AAAR 32nd Annual Conference
September 30 - October 4, 2013
Oregon Convention Center
Portland, Oregon, USA
Abstract View
The Potential Role of Bacteria Acting as Ice Nuclei - A Numerical Model Study
MAHER SAHYOUN, Ulrik Korsholm, Jens Sørensen, Niels Nielsen, Kai Finster, Ulrich Karlson, Tina Temkiv, Allan Gross, Danish Meteorological Institute & Aarhus University
Abstract Number: 67 Working Group: Bioaerosols: Characterization and Environmental Impact
Abstract Some species of bacteria, e.g. Pseudomonas syringae, have been found efficient in nucleating ice at high temperatures in laboratory tests. Bacterial residence time in the atmospheric boundary layer is on the order of several days. Hence, ice nucleation active (INA) bacteria may be involved in the formation of ice and precipitation in mixed phase clouds, and could influence the climate and weather. This impact of INA bacteria could be explained by the presence of protein aggregates on their outer surface membranes, which serve as active sites for ice formation. In this way, bacteria can mediate immersion freezing of super cooled water at temperatures as high as -2°C.
However, having a notable effect of the abundance of the INA bacteria on global atmospheric scales is still not well known and needs to be investigated as well as their actual role on cloud formation.
A parameterization of homogeneous and heterogeneous ice nucleation rate based on classical nucleation theory (CNT) has been developed to calculate the probability of ice formation as a function of time. This parameterization is used to make a sensitivity study to test the probability of ice formation using INA bacteria at different sizes. The theoretical study also includes the impact of INA bacteria on the heterogeneous formation of ice in clouds and a comparison of their impact with other types of aerosols, e.g. dust and soot.
The main purpose of this study is to examine the impact of bacteria on cloud ice formation using a 1-d version of the numerical weather forecast model HIRLAM (High Resolution Limited Area Model). This is done by implementing the probability parameterization in the 1-d cloud scheme STRACO (Soft TRAnsition Condensation) to carry out a sensitivity study of the potential impact of INA bacteria on ice and precipitation formation.

——————

WORK TASK 1: Print the part of the bacteria abstract from "However, having a" to "on cloud formation.".
WORK TASK 2: Based on the bacteria abstract, answer yes or no for each statement and quote the words that decide it: (a) Bacteria stay in the atmospheric boundary layer for several days. (b) The study uses a 3-d version of the HIRLAM model. (c) The study compares INA bacteria with dust and soot.
The rows after the bacteria abstract have nothing to do with it.

INFORMATION SUPPLIED:
——————

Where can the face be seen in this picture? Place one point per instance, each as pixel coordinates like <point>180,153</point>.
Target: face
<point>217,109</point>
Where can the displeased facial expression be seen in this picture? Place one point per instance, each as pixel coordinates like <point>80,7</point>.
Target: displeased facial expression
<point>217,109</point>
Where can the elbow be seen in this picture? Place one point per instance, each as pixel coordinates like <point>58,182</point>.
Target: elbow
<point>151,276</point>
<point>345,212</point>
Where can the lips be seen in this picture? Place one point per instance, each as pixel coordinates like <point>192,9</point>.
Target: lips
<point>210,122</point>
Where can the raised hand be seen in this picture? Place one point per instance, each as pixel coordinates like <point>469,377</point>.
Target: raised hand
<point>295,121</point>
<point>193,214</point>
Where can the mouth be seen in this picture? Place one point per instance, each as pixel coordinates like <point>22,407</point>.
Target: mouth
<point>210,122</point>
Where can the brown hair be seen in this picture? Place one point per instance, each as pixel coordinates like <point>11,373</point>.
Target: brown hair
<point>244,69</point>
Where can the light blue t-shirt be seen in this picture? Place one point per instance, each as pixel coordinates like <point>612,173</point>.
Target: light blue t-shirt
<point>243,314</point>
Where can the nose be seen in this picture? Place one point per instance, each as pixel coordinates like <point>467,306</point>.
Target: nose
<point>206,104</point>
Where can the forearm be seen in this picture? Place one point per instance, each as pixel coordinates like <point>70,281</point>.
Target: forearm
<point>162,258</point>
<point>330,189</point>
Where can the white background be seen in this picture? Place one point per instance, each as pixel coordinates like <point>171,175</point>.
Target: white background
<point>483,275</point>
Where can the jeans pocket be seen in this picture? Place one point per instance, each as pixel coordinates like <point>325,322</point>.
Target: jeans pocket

——————

TASK RESPONSE 1:
However, having a notable effect of the abundance of the INA bacteria on global atmospheric scales is still not well known and needs to be investigated as well as their actual role on cloud formation.

TASK RESPONSE 2:
(a) Yes: "Bacterial residence time in the atmospheric boundary layer is on the order of several days."
(b) No: "using a 1-d version of the numerical weather forecast model HIRLAM"
(c) Yes: "a comparison of their impact with other types of aerosols, e.g. dust and soot"